> _Supplied text_
::::::
And so on until we have a summary for A.

Summarizing Big Functions

Unfortunately, sometimes even a single function can be too big to summarize in a single prompt when context is included. In this case we need to split up the individual function, summarize its parts, and recombine those summaries.

The right way to do this might be do the same topological sort strategy as before but on the function's control flow graph rather than the program's call graph. But a) topological sort isn't defined for graphs with cycles, and whereas mutual recursion is rare at the call graph level, cycles in a control flow graph (aka "loops") are very common; and more prosaically, b) I don't know if Ghidra's decompiler exposes a source-level CFG.

Instead, when we encounter a function that's too big, we split it into sequential chunks of up to 100 lines, summarize each chunk as a paragraph, and then recombine the summaries. If 100 lines is too many, we try 80, 60, ..., down to 20 lines. If this is still too big, we instead summarize the chunks as single sentences.
::::::
> _Entries supplied_
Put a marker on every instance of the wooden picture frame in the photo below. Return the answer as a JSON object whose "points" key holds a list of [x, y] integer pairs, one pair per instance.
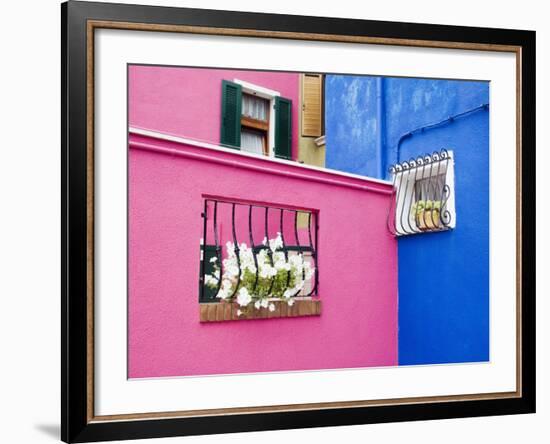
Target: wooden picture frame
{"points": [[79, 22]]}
::::::
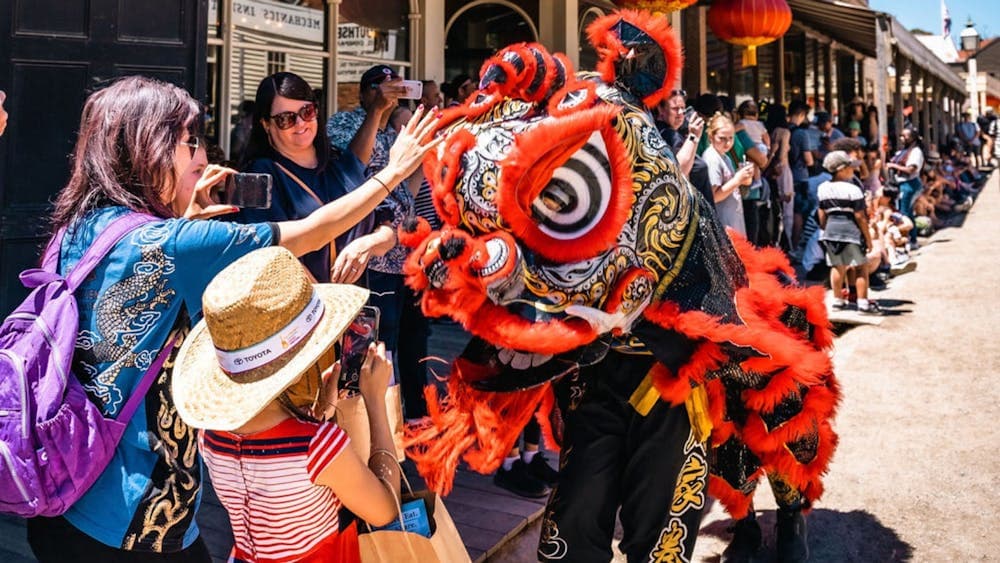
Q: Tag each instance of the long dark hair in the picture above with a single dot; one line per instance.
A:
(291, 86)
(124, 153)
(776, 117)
::::::
> _Exercise tasks_
1. For each statement below, say whether it agrees with the text on summarizing big functions, answering yes or no and quoting the deciding words. (a) Topological sort is not defined for graphs that contain cycles. (b) When a function is too big, the chunk size is reduced step by step down to 10 lines. (c) The author is certain that Ghidra's decompiler exposes a source-level CFG.
2. Write a continuation of the text on summarizing big functions, beginning after its last sentence.
The records come from a different source than the text.

> _Answer set_
1.
(a) Yes: "topological sort isn't defined for graphs with cycles"
(b) No: "If 100 lines is too many, we try 80, 60, ..., down to 20 lines."
(c) No: "I don't know if Ghidra's decompiler exposes a source-level CFG."

2.
This all happens in recursive_summarize.py's summarize_long_code function.

Limitations and Future Work

  • We don't try to deal with mutual recursion or other non-simple cycles in the call graph, and the topological sort will just throw an exception if it finds a cycle.
  • These prompts are the first ones that occurred to me, and probably some prompt engineering would improve the summaries!
  • Lots of ways this could be faster, e.g. by batching together requests to summarize things that don't depend on each other. Also pretty sure Ghidra has faster/better ways to get the call graph and decompilation.